> _What the task requires_
Can you restate the lines of the entries below, word for word, from the first one through the line that includes "outline --target=red pillar"?
---- Extracted records
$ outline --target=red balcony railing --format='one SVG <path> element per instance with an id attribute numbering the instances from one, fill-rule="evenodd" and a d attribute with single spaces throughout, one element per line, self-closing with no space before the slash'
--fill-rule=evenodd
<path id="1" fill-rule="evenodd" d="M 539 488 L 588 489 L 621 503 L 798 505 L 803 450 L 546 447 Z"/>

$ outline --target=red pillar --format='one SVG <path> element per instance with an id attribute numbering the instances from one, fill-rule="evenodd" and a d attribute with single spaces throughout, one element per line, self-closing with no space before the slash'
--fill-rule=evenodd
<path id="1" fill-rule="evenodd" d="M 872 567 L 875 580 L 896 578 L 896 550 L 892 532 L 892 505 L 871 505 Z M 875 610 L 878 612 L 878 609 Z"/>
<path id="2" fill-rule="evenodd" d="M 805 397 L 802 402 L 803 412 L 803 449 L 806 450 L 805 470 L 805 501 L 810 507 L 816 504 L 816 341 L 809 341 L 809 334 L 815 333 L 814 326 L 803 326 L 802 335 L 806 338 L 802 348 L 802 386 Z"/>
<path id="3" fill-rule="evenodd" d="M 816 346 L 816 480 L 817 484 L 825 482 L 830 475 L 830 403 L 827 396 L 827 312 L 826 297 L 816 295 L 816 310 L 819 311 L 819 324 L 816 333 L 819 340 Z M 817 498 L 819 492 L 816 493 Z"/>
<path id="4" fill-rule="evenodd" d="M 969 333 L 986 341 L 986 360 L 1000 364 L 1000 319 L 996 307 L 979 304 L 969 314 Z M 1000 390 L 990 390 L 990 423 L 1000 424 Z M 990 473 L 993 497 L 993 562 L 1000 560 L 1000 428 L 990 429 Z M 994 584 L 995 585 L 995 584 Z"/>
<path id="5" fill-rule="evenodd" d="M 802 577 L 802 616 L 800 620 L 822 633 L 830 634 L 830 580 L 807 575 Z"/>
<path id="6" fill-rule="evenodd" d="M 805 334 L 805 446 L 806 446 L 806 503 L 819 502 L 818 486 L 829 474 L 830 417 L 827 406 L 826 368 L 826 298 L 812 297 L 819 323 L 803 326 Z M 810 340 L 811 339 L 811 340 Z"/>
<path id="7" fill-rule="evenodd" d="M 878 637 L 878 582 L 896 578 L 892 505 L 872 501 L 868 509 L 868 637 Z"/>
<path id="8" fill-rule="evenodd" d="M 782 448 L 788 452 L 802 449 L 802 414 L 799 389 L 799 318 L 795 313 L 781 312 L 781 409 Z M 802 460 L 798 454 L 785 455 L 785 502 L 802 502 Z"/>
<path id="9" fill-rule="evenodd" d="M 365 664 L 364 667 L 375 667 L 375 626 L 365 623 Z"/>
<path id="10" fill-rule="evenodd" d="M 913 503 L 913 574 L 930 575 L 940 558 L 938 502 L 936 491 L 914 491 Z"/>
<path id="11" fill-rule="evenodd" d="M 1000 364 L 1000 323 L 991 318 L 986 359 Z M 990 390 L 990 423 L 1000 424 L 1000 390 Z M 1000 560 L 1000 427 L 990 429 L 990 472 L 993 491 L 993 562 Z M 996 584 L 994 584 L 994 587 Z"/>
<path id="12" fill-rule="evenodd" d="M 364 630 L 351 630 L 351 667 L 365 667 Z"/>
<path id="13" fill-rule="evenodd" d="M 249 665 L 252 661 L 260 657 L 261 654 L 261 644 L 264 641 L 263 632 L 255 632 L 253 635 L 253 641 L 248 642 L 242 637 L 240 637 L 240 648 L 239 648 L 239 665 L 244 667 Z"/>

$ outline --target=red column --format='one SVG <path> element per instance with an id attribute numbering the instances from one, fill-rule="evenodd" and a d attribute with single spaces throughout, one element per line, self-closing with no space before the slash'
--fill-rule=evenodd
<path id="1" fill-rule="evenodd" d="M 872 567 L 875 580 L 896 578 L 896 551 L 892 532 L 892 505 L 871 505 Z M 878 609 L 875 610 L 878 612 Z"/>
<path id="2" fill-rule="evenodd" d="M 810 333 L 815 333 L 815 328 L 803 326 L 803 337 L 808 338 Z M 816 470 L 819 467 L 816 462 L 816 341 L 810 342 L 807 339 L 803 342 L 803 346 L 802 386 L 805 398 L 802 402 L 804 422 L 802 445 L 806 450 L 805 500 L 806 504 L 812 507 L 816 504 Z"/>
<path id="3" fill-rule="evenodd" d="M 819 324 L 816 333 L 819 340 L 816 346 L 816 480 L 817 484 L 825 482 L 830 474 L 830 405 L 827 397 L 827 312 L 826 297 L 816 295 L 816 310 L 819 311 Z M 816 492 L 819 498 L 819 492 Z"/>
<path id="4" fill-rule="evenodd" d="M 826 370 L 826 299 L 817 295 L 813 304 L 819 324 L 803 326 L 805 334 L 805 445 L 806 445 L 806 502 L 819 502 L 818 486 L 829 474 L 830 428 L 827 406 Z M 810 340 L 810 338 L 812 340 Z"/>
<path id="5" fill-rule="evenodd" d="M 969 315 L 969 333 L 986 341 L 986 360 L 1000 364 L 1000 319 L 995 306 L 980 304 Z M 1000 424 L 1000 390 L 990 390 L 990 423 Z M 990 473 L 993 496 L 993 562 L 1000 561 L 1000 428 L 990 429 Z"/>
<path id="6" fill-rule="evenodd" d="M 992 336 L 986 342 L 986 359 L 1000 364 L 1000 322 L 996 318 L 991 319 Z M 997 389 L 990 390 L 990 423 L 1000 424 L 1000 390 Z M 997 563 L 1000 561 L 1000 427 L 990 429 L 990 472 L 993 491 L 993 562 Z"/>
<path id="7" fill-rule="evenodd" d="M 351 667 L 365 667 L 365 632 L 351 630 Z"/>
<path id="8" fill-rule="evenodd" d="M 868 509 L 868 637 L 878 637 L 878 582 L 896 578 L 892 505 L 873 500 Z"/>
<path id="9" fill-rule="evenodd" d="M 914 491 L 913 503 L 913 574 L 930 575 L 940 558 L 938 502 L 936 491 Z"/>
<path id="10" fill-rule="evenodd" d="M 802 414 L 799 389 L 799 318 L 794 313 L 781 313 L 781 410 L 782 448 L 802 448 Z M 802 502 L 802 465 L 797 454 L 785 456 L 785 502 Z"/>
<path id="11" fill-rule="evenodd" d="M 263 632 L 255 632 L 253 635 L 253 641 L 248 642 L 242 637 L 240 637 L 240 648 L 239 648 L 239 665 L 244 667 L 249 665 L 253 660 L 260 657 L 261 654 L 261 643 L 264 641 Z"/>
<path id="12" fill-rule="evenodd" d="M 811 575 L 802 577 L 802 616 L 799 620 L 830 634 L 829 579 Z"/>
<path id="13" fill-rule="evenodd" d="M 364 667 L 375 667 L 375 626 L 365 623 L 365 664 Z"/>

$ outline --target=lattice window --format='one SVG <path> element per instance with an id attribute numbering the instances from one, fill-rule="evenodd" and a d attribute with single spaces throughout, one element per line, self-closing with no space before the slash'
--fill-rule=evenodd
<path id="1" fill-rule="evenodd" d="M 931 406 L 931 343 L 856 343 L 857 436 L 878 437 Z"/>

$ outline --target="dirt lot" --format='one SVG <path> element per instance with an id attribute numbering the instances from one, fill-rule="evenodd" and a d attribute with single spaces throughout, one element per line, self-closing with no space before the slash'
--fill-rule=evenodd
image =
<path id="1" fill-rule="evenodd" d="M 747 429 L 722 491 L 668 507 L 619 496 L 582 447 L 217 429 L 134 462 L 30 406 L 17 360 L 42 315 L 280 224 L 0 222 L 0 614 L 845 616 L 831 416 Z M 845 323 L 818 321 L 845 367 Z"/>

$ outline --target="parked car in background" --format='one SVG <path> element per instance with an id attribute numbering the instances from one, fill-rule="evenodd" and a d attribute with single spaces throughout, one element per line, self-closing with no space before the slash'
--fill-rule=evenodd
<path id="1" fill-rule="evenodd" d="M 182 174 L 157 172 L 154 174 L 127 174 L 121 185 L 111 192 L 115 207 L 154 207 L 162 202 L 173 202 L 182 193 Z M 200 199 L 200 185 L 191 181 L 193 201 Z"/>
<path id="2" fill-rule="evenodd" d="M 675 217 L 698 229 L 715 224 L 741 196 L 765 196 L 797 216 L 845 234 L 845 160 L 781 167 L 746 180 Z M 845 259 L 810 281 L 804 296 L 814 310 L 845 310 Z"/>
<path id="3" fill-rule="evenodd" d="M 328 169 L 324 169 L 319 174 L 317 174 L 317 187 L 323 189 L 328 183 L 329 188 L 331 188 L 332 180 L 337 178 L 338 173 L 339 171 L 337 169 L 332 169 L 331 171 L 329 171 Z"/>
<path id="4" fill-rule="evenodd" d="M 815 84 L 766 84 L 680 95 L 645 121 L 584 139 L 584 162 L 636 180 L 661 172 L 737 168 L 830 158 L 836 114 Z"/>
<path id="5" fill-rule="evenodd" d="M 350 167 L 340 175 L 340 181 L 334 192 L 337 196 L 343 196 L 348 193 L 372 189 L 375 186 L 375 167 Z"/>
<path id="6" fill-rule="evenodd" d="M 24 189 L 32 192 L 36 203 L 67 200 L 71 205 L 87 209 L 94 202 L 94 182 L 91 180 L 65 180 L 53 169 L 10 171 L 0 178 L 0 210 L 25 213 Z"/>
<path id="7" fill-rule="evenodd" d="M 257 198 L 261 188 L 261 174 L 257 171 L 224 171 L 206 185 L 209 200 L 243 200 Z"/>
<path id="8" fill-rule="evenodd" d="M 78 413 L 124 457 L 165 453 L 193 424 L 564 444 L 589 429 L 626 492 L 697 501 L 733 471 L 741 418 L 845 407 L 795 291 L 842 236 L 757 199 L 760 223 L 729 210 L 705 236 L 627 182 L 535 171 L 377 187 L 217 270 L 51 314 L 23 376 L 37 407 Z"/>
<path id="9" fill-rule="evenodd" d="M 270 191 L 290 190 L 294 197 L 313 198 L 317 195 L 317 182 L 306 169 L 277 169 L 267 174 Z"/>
--------
> _Written reply_
$ outline --target=red balcony railing --format='one SVG <path> element per instance with an id attribute numbering the instances from one, fill-rule="evenodd" and a d attribute with single spaces throughout, one element per line, self-closing with no space before the slash'
--fill-rule=evenodd
<path id="1" fill-rule="evenodd" d="M 539 488 L 588 489 L 621 503 L 798 505 L 803 450 L 546 447 Z"/>

$ outline --target=red pillar --format='one SVG <path> element per instance with an id attribute numbering the instances from one, fill-rule="evenodd" and a d attribute with single spaces throughout, one element per line, self-closing with no space before the slash'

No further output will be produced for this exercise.